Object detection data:
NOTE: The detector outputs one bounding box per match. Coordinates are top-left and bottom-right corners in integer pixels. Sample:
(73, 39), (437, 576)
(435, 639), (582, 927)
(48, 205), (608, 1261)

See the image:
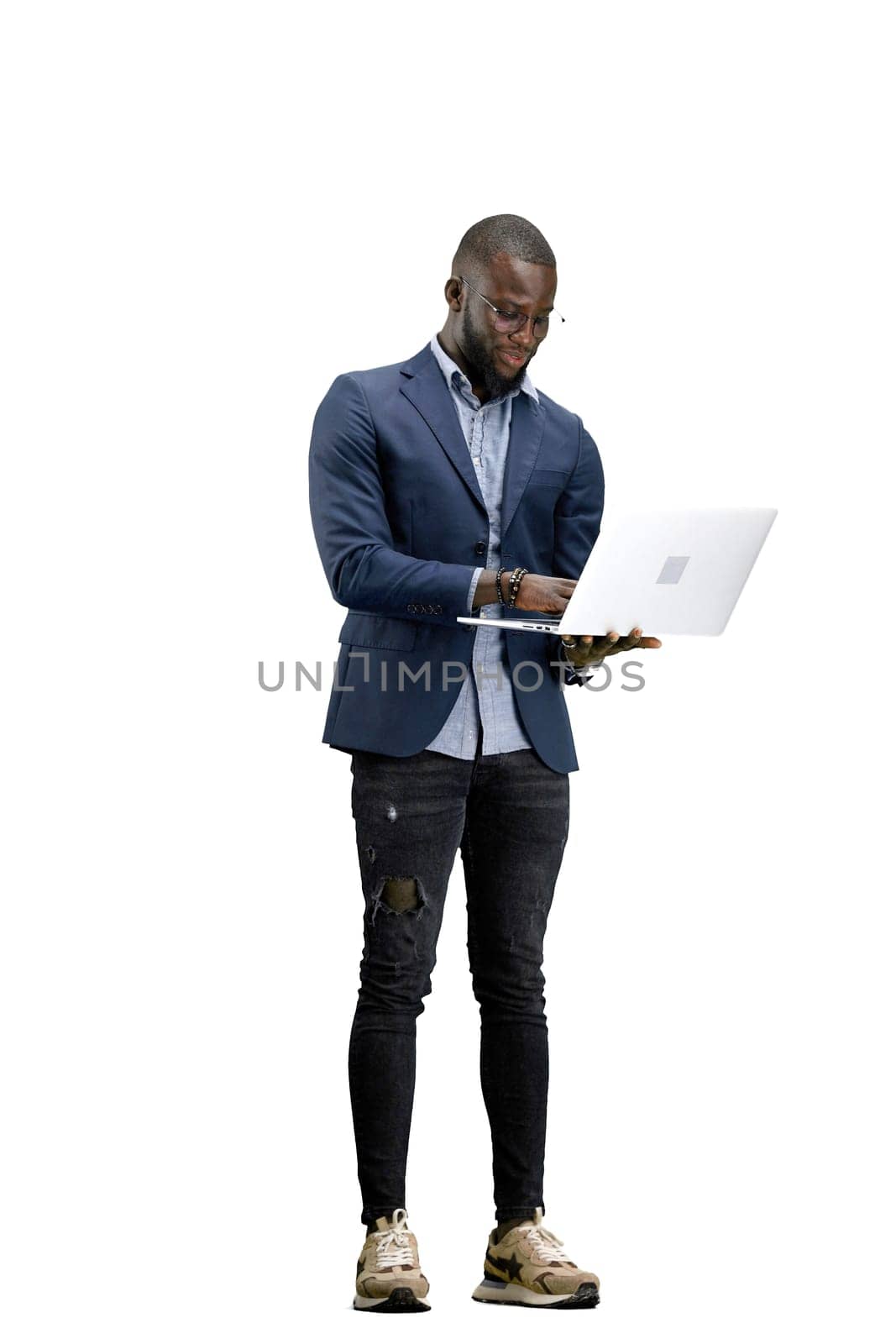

=== Task goal ===
Present the lines of the entries above as a numbered list, dropping any blank lines and leaving out the pictures.

=== Problem solution ===
1. NOTE: The detector outputs one bounding box per match. Coordinates are top-left and bottom-right corners in integer pixels. Sample:
2. (73, 39), (437, 576)
3. (435, 639), (582, 927)
4. (48, 205), (608, 1261)
5. See the image:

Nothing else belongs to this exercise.